Textauszug =>
Oberhausen. Erinnerung an den Komponisten von „Tanz der Vampire“ und „Bat out of Hell“: Sie stehen für Glanz und Ende der Oberhausener Musical-Historie.

Bis nach Oberhausen ist der New Yorker nie gereist – anders als etwa Roman Polanski, mit dem er die Musical-Version von „Tanz der Vampire schuf“. Und doch hat Jim Steinman, der jetzt im Alter von 73 Jahren im ländlichen Danbury, Connecticut, verstorbene Komponist, Textdichter und seltener Sänger seiner eigenen Werke, dem Showbusiness in der „Freizeitmetropole des Ruhrgebiets“ für mehrere Spielzeiten (und Jahre) seinen Stempel aufgeprägt.

Den darf man sich als protzigen Siegelring vorstellen, veredelt mit einigen Glitzerklunkern. Denn das kreative Genie hinter der Karriere von Meat Loaf und dem anhaltenden Comeback von Bonnie Tyler liebte die Rockmusik nur, wenn sie ganz groß auftrumpft, wenn die Songtitel lang und länger werden und sich die Klischees in seinen Texten derart auftürmen, dass aus (in anderen Händen) Lächerlichem unversehens Erhabenes wird.

Viel mehr als „nur“ ein fettes Rockalbum

2008 der größte Hit der an Erfolgen gar nicht so knappen Metronom-Bilanz – zwölf Jahre später der Abgesang: „Tanz der Vampire“ von Roman Polanski mit den Songs von Jim Steinman.

Aufgabe => In welchem Alter und an welchem Ort ist Jim Steinman laut dem Artikel über ihn gestorben? Stütze dich ausschließlich auf den Artikel über Jim Steinman.

Bereitgestelltes Material =>
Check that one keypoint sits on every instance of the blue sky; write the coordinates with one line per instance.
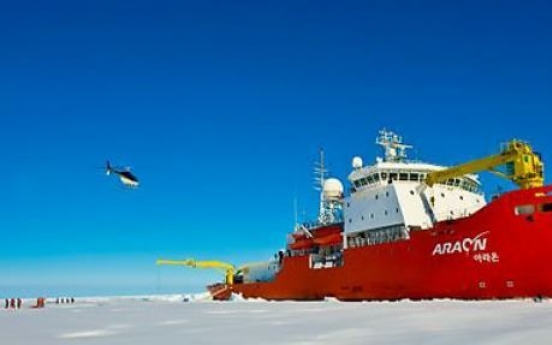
(220, 108)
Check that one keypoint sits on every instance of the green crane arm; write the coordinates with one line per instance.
(523, 166)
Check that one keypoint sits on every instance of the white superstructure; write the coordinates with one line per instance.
(391, 197)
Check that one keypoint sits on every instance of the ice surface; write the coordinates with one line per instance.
(165, 320)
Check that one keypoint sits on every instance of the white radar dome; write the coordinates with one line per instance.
(333, 188)
(357, 162)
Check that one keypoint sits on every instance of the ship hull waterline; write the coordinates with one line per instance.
(496, 253)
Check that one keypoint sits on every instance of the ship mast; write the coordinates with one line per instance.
(395, 150)
(320, 171)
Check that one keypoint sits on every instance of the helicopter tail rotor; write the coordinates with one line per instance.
(108, 168)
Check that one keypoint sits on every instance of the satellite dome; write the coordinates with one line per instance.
(357, 162)
(333, 188)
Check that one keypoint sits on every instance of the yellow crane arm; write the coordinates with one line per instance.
(523, 166)
(228, 268)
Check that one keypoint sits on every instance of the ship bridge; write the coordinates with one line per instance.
(390, 198)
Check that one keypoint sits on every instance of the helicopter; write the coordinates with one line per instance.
(126, 177)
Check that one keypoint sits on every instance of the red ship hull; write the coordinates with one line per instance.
(492, 254)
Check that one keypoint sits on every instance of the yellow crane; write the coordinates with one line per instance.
(523, 166)
(229, 269)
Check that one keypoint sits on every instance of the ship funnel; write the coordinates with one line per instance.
(357, 163)
(333, 189)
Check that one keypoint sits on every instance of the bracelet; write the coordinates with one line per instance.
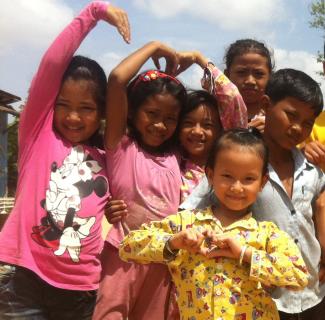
(169, 249)
(242, 253)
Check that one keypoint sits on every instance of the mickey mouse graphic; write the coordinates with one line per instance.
(62, 229)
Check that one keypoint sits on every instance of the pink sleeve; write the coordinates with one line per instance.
(38, 112)
(232, 108)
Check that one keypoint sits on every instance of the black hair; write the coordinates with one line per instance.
(244, 46)
(296, 84)
(139, 91)
(250, 138)
(83, 68)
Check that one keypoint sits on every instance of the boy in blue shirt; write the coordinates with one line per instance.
(292, 102)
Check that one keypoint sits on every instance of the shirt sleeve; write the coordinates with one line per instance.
(232, 108)
(280, 264)
(147, 244)
(38, 111)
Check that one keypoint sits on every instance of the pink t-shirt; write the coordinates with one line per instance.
(55, 227)
(149, 184)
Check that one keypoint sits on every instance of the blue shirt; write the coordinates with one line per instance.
(295, 216)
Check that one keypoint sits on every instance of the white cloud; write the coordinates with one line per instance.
(226, 14)
(109, 60)
(31, 23)
(300, 60)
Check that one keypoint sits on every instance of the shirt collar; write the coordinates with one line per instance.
(300, 163)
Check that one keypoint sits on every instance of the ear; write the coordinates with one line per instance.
(265, 179)
(265, 103)
(209, 174)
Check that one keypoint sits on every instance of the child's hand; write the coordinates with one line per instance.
(115, 211)
(258, 123)
(224, 245)
(315, 152)
(189, 239)
(119, 19)
(187, 58)
(321, 273)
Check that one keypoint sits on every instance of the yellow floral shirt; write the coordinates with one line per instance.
(219, 288)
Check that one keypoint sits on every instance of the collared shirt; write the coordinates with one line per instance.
(295, 216)
(220, 288)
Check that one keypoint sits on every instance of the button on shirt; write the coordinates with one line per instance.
(295, 216)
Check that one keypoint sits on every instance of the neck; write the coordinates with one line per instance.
(277, 154)
(199, 161)
(253, 109)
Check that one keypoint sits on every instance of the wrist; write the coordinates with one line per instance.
(201, 60)
(171, 244)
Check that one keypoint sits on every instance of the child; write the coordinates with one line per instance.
(249, 64)
(52, 238)
(220, 257)
(199, 127)
(292, 102)
(144, 172)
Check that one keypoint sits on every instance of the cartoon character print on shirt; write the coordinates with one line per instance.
(62, 229)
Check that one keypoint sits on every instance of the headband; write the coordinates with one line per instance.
(152, 75)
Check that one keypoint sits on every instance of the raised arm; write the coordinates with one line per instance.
(38, 112)
(232, 109)
(116, 101)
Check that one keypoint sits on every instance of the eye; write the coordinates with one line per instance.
(240, 72)
(250, 179)
(308, 125)
(290, 114)
(187, 123)
(209, 125)
(259, 74)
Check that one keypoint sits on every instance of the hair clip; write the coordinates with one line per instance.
(152, 75)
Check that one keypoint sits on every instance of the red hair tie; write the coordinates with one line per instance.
(152, 75)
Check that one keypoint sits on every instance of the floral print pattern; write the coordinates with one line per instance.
(220, 288)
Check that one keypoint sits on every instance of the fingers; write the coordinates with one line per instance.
(193, 240)
(156, 62)
(315, 152)
(115, 211)
(119, 18)
(321, 275)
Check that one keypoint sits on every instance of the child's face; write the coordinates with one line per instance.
(156, 119)
(288, 122)
(250, 73)
(198, 131)
(237, 177)
(76, 114)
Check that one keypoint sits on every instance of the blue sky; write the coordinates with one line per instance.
(28, 27)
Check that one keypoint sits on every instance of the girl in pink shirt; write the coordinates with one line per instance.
(142, 118)
(52, 239)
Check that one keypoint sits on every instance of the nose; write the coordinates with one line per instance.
(197, 129)
(296, 128)
(250, 79)
(236, 187)
(73, 116)
(160, 126)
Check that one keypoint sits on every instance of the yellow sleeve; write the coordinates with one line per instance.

Lösung => Er starb im Alter von 73 Jahren im ländlichen Danbury, Connecticut.